(Source records)
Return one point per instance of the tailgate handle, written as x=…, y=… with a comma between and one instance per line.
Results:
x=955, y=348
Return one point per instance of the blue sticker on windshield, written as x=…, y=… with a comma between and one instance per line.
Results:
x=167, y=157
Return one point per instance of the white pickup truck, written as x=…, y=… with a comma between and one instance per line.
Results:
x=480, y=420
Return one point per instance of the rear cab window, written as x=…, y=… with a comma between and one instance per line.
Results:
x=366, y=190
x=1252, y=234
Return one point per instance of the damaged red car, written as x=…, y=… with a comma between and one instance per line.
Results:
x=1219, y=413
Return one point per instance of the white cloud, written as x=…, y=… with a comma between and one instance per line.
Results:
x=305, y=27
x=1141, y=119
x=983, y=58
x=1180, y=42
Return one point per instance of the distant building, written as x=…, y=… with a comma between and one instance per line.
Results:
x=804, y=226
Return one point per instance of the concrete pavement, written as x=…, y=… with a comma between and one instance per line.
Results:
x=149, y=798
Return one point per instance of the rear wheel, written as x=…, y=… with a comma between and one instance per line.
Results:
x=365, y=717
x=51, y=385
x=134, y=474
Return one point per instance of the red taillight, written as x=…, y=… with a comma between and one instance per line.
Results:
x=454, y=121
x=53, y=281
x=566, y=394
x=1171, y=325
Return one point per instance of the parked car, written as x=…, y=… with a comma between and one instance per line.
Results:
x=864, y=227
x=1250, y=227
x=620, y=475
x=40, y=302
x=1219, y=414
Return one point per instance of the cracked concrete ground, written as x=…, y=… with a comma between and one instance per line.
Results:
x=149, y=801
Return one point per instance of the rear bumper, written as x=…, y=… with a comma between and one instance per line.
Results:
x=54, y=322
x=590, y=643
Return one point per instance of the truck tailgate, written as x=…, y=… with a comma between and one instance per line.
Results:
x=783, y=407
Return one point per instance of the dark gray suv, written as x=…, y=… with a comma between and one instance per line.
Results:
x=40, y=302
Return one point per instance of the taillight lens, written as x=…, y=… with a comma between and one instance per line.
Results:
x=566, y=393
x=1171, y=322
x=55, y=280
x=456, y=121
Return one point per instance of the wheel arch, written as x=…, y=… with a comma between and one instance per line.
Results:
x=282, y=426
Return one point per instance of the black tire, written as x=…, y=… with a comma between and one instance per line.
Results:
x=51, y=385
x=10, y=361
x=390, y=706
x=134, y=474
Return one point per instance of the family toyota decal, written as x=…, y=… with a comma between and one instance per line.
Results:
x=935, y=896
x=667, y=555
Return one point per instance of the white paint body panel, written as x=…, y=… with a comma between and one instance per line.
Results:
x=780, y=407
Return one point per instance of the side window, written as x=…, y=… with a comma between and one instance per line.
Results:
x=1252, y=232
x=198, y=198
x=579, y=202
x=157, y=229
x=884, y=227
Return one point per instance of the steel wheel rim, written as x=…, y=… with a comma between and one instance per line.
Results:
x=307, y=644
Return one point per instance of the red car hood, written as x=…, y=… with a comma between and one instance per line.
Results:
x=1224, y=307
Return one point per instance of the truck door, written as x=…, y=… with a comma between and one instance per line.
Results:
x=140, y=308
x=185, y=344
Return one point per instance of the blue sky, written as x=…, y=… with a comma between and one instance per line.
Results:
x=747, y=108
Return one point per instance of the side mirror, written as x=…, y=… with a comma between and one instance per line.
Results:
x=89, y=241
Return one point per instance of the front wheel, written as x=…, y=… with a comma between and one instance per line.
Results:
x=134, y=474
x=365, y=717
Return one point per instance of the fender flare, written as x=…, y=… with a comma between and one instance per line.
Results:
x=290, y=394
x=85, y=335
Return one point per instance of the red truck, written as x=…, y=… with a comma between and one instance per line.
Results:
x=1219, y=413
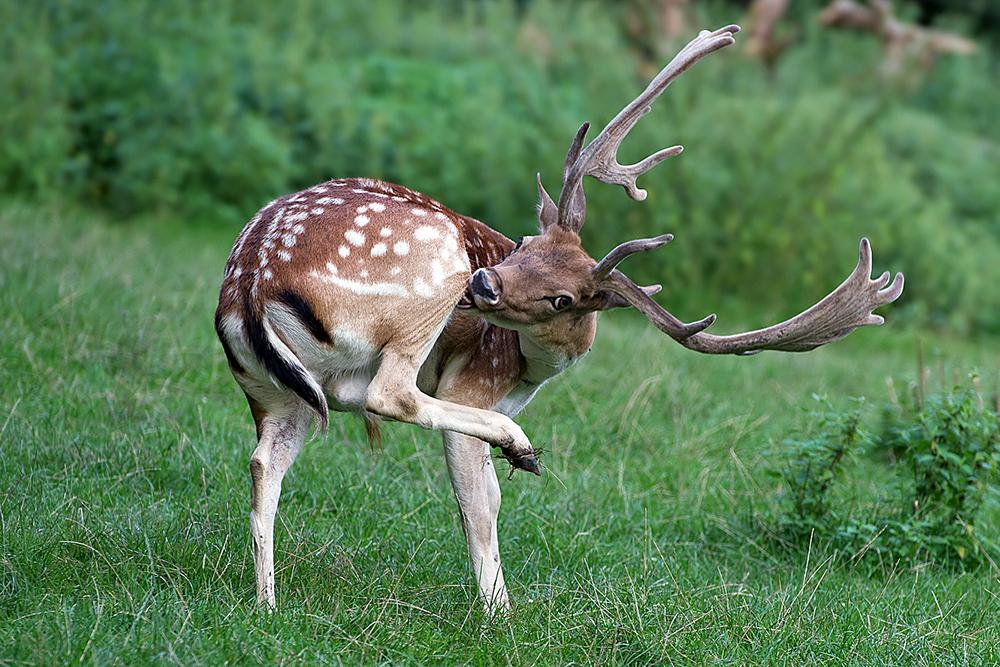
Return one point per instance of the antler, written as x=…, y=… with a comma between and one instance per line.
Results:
x=846, y=308
x=600, y=158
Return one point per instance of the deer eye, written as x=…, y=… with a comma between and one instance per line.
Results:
x=561, y=302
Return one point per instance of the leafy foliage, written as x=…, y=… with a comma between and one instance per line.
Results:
x=944, y=454
x=211, y=109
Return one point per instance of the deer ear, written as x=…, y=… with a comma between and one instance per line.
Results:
x=608, y=300
x=548, y=213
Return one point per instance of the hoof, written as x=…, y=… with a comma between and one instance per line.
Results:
x=526, y=462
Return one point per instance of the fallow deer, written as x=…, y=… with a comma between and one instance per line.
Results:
x=361, y=296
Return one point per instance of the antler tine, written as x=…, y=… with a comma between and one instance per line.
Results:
x=599, y=159
x=604, y=267
x=839, y=313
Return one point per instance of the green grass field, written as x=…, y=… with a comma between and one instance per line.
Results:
x=124, y=495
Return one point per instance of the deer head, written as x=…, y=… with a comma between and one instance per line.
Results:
x=550, y=280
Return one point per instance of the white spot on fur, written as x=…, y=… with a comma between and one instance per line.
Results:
x=374, y=289
x=422, y=288
x=426, y=233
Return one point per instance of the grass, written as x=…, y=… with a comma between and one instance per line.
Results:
x=124, y=495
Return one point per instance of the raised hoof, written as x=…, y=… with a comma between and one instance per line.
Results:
x=526, y=462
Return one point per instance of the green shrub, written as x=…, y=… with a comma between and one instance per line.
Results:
x=943, y=453
x=208, y=110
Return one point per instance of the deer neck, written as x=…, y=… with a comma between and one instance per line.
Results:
x=549, y=350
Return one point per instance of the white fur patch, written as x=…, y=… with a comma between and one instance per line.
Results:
x=422, y=288
x=372, y=289
x=426, y=233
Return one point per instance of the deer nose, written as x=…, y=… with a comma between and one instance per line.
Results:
x=485, y=286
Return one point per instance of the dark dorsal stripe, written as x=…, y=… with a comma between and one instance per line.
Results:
x=306, y=315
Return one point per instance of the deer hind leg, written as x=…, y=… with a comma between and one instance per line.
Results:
x=280, y=435
x=474, y=480
x=393, y=394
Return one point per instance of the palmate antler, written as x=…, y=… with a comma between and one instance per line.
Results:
x=843, y=310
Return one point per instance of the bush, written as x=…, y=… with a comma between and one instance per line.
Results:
x=208, y=110
x=943, y=453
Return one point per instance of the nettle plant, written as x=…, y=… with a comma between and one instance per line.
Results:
x=944, y=451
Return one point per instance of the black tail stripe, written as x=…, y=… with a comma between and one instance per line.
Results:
x=284, y=372
x=306, y=315
x=234, y=364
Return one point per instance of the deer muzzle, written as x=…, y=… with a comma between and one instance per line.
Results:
x=485, y=289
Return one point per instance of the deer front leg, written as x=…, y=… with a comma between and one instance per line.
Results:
x=279, y=442
x=477, y=491
x=393, y=394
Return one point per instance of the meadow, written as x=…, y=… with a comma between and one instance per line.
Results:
x=124, y=494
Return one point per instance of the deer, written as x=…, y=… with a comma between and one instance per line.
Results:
x=366, y=297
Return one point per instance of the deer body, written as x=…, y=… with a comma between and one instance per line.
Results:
x=362, y=296
x=326, y=286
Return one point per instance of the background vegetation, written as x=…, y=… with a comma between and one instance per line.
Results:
x=693, y=509
x=207, y=110
x=657, y=534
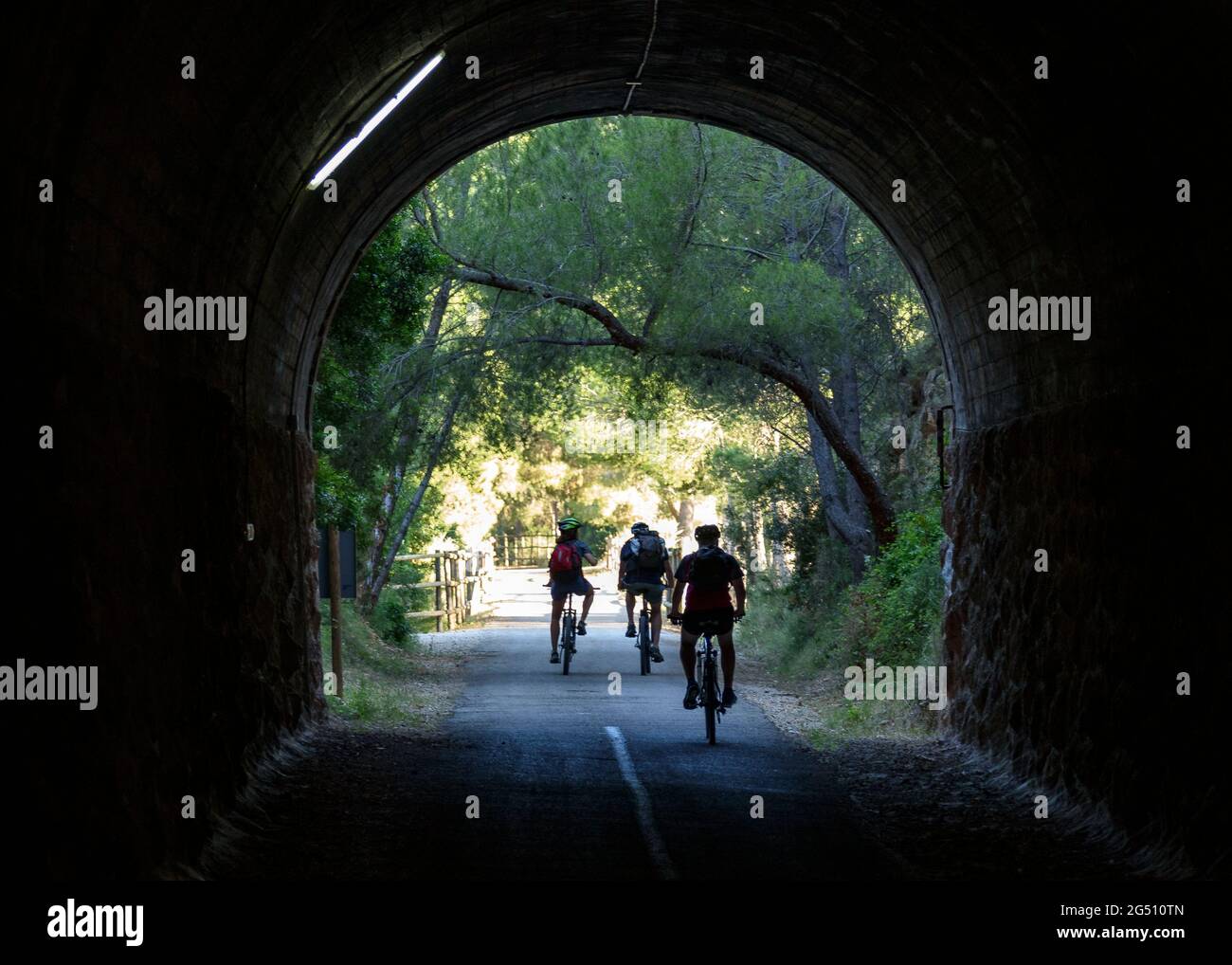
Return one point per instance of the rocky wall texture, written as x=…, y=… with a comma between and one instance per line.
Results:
x=1071, y=674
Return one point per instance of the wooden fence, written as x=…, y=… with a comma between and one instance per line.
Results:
x=460, y=583
x=534, y=549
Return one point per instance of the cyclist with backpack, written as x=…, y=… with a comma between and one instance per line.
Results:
x=643, y=562
x=707, y=574
x=565, y=569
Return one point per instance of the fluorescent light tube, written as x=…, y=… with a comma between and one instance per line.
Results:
x=344, y=152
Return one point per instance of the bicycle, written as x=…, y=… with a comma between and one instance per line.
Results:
x=643, y=635
x=568, y=635
x=711, y=698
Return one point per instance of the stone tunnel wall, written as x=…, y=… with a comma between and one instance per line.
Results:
x=1072, y=674
x=165, y=443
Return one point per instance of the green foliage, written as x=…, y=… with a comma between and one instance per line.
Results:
x=897, y=607
x=891, y=615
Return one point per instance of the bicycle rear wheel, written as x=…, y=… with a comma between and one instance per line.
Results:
x=710, y=698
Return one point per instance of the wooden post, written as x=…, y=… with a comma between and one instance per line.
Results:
x=436, y=590
x=335, y=609
x=457, y=588
x=448, y=591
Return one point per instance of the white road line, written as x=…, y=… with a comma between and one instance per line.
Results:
x=642, y=800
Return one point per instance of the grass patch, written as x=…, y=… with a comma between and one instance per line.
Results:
x=385, y=684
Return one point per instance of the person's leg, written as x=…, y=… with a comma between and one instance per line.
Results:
x=557, y=607
x=689, y=653
x=728, y=658
x=689, y=662
x=727, y=655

Task details = Above are the records. Print exactly, and only, the lines from the line with "Return one point per instance of the white paint" to the line with "Return one point per instance of the front", both inclusive.

Output of the task =
Return one point per instance of the white paint body panel, written as x=…, y=… with a comma between and one instance per line.
Results:
x=780, y=407
Return one point per instance of the side window, written as x=…, y=… with a comma between and one instance per line.
Results:
x=1252, y=232
x=198, y=198
x=579, y=202
x=157, y=229
x=884, y=227
Return one point per instance of the steel wheel rim, written as x=…, y=… with a comma between and one instance per line.
Results:
x=307, y=644
Return one point per instance of the red car hood, written as x=…, y=… with a comma between and one instance per line.
Results:
x=1224, y=307
Return one point per instance of the truck door, written as x=…, y=… with a comma between and one instance per line.
Results:
x=140, y=308
x=185, y=344
Return one point per instance of the blue sky, written as x=…, y=… with a comma between and one instance per line.
Results:
x=747, y=108
Return one point per instance of the side mirror, written as x=…, y=… with a comma between and one instance per line.
Results:
x=89, y=241
Return one point per instance of the front wheel, written as x=…, y=… with a comma between and one instance per line.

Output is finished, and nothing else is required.